Stored records:
%%
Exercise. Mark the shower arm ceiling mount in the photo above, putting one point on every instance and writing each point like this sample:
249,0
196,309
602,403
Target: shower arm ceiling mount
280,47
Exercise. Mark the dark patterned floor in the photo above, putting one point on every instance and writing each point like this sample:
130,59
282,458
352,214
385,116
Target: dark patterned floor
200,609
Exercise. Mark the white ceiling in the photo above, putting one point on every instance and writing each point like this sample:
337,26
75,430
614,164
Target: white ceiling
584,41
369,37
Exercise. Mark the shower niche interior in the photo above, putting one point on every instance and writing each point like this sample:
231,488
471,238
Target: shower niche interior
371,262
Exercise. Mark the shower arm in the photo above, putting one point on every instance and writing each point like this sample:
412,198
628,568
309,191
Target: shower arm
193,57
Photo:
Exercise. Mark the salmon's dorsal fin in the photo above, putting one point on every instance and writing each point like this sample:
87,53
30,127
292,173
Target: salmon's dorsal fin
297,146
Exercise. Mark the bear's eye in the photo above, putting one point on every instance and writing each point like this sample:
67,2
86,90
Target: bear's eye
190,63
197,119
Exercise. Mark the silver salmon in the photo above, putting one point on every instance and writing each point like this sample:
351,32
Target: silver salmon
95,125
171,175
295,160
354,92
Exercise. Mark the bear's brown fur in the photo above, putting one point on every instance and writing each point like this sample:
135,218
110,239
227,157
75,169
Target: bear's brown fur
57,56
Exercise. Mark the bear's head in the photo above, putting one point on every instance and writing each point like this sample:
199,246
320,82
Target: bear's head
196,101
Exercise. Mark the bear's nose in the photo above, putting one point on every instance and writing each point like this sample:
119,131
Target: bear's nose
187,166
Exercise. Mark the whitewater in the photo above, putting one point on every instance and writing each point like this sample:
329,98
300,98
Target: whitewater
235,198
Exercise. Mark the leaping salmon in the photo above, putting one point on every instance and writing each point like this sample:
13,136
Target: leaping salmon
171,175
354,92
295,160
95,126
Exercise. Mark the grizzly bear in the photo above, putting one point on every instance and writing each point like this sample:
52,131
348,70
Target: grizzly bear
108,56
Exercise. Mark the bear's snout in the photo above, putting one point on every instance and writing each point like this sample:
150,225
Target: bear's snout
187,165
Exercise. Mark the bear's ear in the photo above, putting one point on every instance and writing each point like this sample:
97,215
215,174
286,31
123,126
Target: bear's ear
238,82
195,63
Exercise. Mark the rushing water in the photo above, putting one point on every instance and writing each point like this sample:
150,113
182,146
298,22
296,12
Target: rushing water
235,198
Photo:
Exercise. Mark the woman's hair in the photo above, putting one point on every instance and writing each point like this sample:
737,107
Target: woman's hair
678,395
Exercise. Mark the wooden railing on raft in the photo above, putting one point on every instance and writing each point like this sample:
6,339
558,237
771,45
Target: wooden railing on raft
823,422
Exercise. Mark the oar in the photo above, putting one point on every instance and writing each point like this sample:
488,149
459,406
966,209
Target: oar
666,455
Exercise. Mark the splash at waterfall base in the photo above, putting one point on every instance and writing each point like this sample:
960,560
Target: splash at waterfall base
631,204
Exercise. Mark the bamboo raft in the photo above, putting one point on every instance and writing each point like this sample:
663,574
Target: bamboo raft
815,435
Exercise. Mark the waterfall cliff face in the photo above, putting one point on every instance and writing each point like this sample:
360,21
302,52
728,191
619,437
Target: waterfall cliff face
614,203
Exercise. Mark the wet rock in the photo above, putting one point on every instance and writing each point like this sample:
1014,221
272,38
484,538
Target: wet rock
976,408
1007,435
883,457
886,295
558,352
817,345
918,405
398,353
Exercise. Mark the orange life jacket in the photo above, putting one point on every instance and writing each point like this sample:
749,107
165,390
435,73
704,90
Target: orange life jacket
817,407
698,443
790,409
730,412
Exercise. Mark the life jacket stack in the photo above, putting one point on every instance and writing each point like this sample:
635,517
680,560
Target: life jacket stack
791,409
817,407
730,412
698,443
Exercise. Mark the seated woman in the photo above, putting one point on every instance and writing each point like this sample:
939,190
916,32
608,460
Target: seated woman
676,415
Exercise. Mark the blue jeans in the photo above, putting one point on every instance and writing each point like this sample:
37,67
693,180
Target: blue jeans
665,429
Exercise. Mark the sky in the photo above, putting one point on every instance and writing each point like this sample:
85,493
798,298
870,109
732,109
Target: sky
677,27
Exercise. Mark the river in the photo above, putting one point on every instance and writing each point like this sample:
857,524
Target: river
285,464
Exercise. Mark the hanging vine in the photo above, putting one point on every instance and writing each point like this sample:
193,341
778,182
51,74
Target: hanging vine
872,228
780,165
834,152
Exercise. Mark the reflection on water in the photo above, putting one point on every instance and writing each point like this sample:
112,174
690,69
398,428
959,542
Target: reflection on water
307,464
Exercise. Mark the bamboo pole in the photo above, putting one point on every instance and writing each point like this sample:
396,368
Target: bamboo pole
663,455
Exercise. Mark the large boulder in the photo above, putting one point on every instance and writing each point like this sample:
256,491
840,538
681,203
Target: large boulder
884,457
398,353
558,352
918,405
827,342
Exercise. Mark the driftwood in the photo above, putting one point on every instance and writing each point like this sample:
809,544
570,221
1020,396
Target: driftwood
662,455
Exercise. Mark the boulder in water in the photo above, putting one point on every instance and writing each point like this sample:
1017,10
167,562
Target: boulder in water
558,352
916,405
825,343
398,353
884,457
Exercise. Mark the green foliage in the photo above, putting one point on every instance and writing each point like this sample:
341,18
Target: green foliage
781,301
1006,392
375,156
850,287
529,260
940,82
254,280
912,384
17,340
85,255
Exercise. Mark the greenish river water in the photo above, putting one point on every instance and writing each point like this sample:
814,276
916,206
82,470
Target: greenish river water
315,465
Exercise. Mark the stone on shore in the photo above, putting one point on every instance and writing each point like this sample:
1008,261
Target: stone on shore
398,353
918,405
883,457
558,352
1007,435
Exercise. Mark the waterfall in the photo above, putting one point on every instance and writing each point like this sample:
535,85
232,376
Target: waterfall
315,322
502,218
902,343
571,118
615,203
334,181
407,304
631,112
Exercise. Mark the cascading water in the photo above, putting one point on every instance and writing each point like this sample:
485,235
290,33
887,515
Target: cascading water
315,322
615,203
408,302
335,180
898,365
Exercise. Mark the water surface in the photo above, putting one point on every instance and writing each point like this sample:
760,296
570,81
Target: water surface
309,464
%%
### EXERCISE
All records above need to be set down again exactly as written.

### ANSWER TO THIS EXERCISE
Exercise. Mark the shower arm ceiling mount in the photo above, putting one point on every instance and writing each point like this sample:
249,0
196,309
602,403
Target: shower arm ceiling mount
280,47
Exercise. Mark the dark patterned floor in the photo above, putting one point on every instance and writing each point like this sample:
130,59
282,458
352,214
385,116
Target: dark patterned floor
200,609
Exercise. Mark the white ceiling in the photo above, putting one point on every instance and writing each point like this sample:
337,26
75,430
614,164
Target: white ceiling
584,41
369,37
Exercise. Mark the shower niche interior in the photo above, putting one point on every instance and writing each point like this sample:
231,488
471,238
Target: shower niche interior
371,262
Exercise. Mark the shower arm in the photo above, putting one point on every instance and writing each point like this sample:
412,198
628,568
309,191
Target: shower arm
193,57
Photo:
Exercise. Mark the salmon's dorsal fin in the photo above, putting one point on every instance and writing each point like this sample:
87,53
30,127
292,173
Target: salmon's dorsal fin
297,146
Exercise. Mark the bear's eye in the photo above, putting one point on every instance and writing each point like this sample:
67,2
86,90
Target: bear's eye
190,63
197,119
Exercise. Mark the silver salmon in the photo above, putting one point on every instance and writing each point like this sample:
351,32
Target: silver salmon
95,125
171,175
295,160
354,92
Exercise. Mark the bear's brown fur in the photo above, putting one point on every instance and writing each point like this sample:
135,218
110,239
227,157
75,169
Target: bear's brown fur
57,56
Exercise. Mark the bear's head in the photo above, putting one point on every instance and writing each point like this sample:
199,246
320,82
Target: bear's head
196,101
Exercise. Mark the bear's nose in the photo above, putting one point on every instance and writing each point like this sample:
119,131
Target: bear's nose
187,166
Exercise. Mark the whitewater in the photo above, putting one point on every instance and writing each point like this sample:
329,98
300,98
Target: whitewater
235,198
Exercise. Mark the leaping salmon in the photo above, putting one point on every instance and writing each point like this sample:
13,136
Target: leaping salmon
171,175
354,92
295,160
95,126
Exercise. Mark the grizzly bear in the photo above, putting one point on every instance and writing each point like this sample:
52,131
348,70
Target: grizzly bear
108,56
Exercise. Mark the bear's snout in the photo above, putting one point on every instance and writing each point like this sample:
150,225
Target: bear's snout
187,165
Exercise. Mark the bear's ear in the photo above, putting one point on every instance and writing each point like this sample:
97,215
215,174
286,31
123,126
Target: bear's ear
238,82
195,63
Exercise. Mark the rushing water in the photo above, putting one point on every instance and writing each point like this sample:
150,113
182,146
298,22
296,12
Target: rushing water
235,198
Photo:
Exercise. Mark the woman's hair in the photo above, putting one point on every instance and writing each point like this sample:
737,107
Target: woman's hair
678,395
Exercise. Mark the wooden railing on raft in the photo above, putting one point on every instance and writing each point like this sample:
6,339
558,237
771,45
Target: wooden railing on raft
823,422
Exercise. Mark the oar in the photo above, putting one point on every instance and writing each point like this sample:
488,149
459,406
966,209
Target: oar
666,455
Exercise. Mark the splash at waterfall base in the photo above, putting one point on every instance and writing each point like this sample:
960,560
Target: splash at waterfall base
631,204
Exercise. Mark the bamboo raft in the photo above, putting one point on every instance and writing each point like this sample:
663,574
Target: bamboo raft
815,435
Exercise. Mark the waterfall cliff face in the photo above, putting one point on every instance and writing each point like this sample:
360,21
302,52
728,191
619,437
Target: waterfall cliff face
614,203
Exercise. Mark the wet rock in the photo above, putting one point on every instance and writing each point like this sample:
1014,221
272,38
484,538
Target: wet rock
976,408
1007,435
883,457
886,295
558,352
817,345
918,405
398,353
Exercise. Mark the orange life jacket in the photo above, putting one point on every instance and writing each point like this sample:
749,107
165,390
435,73
704,90
Target: orange life jacket
817,407
698,443
790,409
730,412
Exercise. Mark the life jacket stack in the photo above, putting one point on every instance and writing each point like this sample:
635,517
680,560
Target: life jacket stack
791,409
817,407
730,412
698,443
Exercise. Mark the seated woman in the photo above, putting one point on every instance and writing each point like this sample:
939,190
916,32
608,460
Target: seated woman
676,415
Exercise. Mark the blue jeans in the photo above, putting one point on every instance and writing each point like this sample:
37,67
693,180
Target: blue jeans
665,429
Exercise. Mark the sky in the photo above, putting one point on every instance and writing each point like this sample:
85,493
798,298
870,109
732,109
Target: sky
677,27
Exercise. Mark the river in the photo above, putting one point on every instance and writing each point like this sample:
857,524
Target: river
285,464
Exercise. Mark the hanging vine in the photo above, putting one point on every instance and writing each point like this sample:
193,341
778,182
51,74
Target: hanging vine
872,228
780,165
834,152
Exercise. Mark the reflection on water in the photo above, putting one point on every instance and writing each point like this sample:
112,174
690,69
398,428
959,542
Target: reflection on water
307,464
Exercise. Mark the bamboo pole in the photo above, putting one point on every instance and writing each point like this sample:
396,368
Target: bamboo pole
663,455
Exercise. Mark the large boulder in the photo above, putting one point on every instance and writing each point like this sample:
256,491
840,538
681,203
Target: large boulder
884,457
398,353
558,352
918,405
827,342
Exercise. Mark the driftwood in the photo above, putting one point on every instance and writing each point like this sample:
809,544
570,221
1020,396
Target: driftwood
662,455
Exercise. Mark the boulder in water in the photo above, putting one point on every instance and writing each point like this sample:
1017,10
167,562
Target: boulder in water
558,352
916,405
825,343
398,353
884,457
Exercise. Mark the green foliage in the photo above, putting one point on every instance and writing each point like this sample:
341,18
Target: green foliage
781,301
1006,392
375,156
850,287
529,260
940,82
254,280
912,384
17,340
85,255
Exercise. Mark the greenish river water in the photo above, putting one point on every instance and writing each point like this sample:
814,276
916,206
82,470
Target: greenish river water
315,465
Exercise. Mark the stone on shore in the photo above, putting one point on every instance and writing each point like this sample:
1008,261
Target: stone on shore
398,353
918,405
883,457
558,352
1007,435
Exercise. Mark the waterfall in the photo above, putting one point on every instance and writing each point like this sample:
535,85
232,376
Target: waterfall
315,322
502,218
902,343
571,118
615,203
334,181
407,304
631,112
Exercise. Mark the cascading water in the photo above, putting one point on every instance and writing each point like this sample:
485,235
290,33
887,515
Target: cascading water
315,322
615,203
408,302
335,180
898,365
Exercise. Mark the water surface in the photo above, putting one point on every instance and writing each point like this sample:
760,296
570,81
Target: water surface
309,464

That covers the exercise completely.